======== Document section ========
At Hudnall, portable classrooms occupy a portion of the playground where children once skipped across hopscotch grids and played four square. Inside, lunch time is spread over three periods instead of two. With only two lunch periods, some children had to sit on the floor to eat.
At Kelso Elementary, portable classrooms eased only some of the overcrowded conditions. This fall's enrollment hit an all-time high, prompting school administrators to use both the auditorium and lunchroom for classroom space.
"It's simple. We have more children than we can handle," Fortune said.
The district's enrollment figures have increased by 15% over the past three years, and new housing developments in Inglewood and adjacent Ladera Heights promise to match that increase in the next two years.
"For the past five years we've been talking about options to offset increasing enrollment, but we never passed a solid plan," Fortune said "Then, suddenly it all exploded."
Despite efforts to reduce overcrowding, class sizes in almost all of the district's 19 schools exceed the state standard of 30 students per elementary class and 26 students per secondary class, Fortune said.
The state Board of Education recently fined the district $150,000 for overcrowding. Such fines are normally withheld from state funding. At the district's request, the state agreed to delay imposing the fine for at least a year while the district tries to reduce class sizes.
School board members hope the Community School's small classes, new equipment and a free child-care facility--a service not previously offered in Inglewood schools--will persuade parents to transfer their children voluntarily to the new school, which is next to the Church of God Pentecostal Inc. building at 109 Buckthorn Ave.
If not, the district will assign children to the new school, with those who enrolled last placed first in line for transfers. The district sent letters about the new school to all parents whose children attend Payne, Kelso, Hudnall and Oak Street schools.
The Community School will open with only a sprinkling of students transferred by their parents, Fortune said. Officials plan to build enrollment with assigned transfers over the next few months.
======== Material ========
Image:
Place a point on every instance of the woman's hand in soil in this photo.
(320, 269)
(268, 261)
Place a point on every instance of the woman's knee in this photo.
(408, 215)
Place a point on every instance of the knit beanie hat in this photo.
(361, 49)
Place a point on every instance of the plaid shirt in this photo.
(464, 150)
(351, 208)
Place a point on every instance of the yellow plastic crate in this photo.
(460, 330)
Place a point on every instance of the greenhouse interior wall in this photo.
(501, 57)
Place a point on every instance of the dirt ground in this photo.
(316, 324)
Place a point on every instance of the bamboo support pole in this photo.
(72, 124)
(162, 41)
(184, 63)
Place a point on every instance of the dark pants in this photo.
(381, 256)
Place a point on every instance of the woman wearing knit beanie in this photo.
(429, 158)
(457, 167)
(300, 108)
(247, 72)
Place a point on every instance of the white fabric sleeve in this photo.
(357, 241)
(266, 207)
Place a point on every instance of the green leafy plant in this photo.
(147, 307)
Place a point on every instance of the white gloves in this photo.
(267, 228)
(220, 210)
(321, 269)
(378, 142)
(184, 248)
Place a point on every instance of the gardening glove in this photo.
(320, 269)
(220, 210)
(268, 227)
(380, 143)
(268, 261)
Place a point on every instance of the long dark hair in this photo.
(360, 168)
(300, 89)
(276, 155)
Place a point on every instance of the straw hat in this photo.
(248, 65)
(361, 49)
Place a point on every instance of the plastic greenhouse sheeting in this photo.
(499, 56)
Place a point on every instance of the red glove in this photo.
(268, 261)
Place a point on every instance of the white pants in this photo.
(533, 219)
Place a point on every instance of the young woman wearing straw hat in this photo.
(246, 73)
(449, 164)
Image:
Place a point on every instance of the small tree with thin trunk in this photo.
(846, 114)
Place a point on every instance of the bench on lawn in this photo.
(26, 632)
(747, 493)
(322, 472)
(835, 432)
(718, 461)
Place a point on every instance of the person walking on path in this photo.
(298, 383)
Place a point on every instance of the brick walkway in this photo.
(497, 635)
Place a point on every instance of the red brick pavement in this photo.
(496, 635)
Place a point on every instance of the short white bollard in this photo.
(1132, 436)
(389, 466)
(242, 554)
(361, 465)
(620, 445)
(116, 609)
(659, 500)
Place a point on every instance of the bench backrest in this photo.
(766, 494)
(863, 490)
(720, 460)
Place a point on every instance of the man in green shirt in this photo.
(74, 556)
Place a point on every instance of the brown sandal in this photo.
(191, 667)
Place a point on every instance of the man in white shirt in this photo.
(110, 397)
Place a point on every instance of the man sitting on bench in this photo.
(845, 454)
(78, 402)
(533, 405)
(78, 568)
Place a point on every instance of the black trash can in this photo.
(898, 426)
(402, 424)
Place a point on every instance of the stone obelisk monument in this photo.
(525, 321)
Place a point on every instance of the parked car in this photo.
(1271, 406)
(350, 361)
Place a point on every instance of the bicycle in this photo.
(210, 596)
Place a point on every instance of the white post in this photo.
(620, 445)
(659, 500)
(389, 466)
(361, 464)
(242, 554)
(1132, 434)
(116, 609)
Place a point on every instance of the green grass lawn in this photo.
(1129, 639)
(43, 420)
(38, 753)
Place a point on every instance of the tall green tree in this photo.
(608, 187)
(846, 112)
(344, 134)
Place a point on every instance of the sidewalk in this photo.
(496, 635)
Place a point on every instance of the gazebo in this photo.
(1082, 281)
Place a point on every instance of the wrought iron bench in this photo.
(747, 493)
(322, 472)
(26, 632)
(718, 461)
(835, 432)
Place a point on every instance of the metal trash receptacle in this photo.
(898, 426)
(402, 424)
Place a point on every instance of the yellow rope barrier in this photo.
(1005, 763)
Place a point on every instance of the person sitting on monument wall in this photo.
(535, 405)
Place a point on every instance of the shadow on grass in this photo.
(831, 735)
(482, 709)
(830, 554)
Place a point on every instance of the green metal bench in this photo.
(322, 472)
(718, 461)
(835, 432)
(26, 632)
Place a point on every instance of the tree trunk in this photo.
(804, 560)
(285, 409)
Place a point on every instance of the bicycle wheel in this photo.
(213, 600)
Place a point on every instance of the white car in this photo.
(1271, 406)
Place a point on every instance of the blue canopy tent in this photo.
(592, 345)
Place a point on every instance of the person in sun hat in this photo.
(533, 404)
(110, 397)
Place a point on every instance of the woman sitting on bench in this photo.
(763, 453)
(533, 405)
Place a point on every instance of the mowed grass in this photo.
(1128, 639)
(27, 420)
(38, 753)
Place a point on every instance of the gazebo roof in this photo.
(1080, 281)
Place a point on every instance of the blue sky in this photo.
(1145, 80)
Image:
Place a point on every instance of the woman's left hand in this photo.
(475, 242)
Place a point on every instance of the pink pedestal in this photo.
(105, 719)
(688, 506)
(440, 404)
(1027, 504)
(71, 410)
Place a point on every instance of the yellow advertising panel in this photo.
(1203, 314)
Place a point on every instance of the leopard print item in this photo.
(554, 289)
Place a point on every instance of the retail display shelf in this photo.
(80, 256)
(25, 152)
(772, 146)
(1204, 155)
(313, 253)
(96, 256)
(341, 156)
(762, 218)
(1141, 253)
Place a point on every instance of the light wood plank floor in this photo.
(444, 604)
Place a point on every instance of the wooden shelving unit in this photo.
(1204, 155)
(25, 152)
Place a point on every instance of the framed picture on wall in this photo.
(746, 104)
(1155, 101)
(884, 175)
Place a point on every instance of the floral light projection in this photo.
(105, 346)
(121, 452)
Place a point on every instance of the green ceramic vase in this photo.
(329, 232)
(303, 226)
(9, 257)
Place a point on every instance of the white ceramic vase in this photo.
========
### Written task A
Translate this sentence from the article on school overcrowding into Spanish: "Such fines are normally withheld from state funding."
### Written task B
Using the article on school overcrowding, answer these:
(i) How many lunch periods does Hudnall have now?
(ii) How much did the state Board of Education fine the district?
(iii) What is the state standard for students per secondary class?
### Written task C
Continue the article on school overcrowding from its last sentence.
The entries have nothing to do with this.

### Final result A
Estas multas normalmente se descuentan de los fondos estatales.

### Final result B
(i) Three.
(ii) $150,000.
(iii) 26 students.

### Final result C
"We are trying to be fair about this whole thing," school board Vice President Ernest Shaw said. "We don't have a choice. We have to act fast. This seems like the easiest and fairest way to divide up the students."
The school board has agreed to allow children who live more than 12 blocks from the new school to remain at their current campuses. The district provides transportation only for special education students, and currently has no plan to provide transportation for Community School students.
The Community School is considered a temporary measure, Shaw said. But if the district's growth pattern continues, as its studies indicate, then the board may have to open more temporary schools, he said.
According to a board-commissioned study, rapid development, combined with a growing Latino population with a birth rate nearly twice that of other ethnic groups in the city, will continue to fuel the student population explosion.
The enrollment growth is most evident in the elementary schools, where almost 750 new students enrolled this year, compared to 363 new students the previous year.
Opponents of the Community School, including some parents, teachers and school board member Tony Draper, say the school board moved too fast in opening it. In less than six weeks the former Sunday school annex was transformed into a labyrinth of tiny classrooms.
"We have seen this coming for years," Draper said. "We should have realistically considered this option when we still had a manageable student population, instead of after the fact. I'm not saying we should drag our heels, but we need to plan these things ahead of time."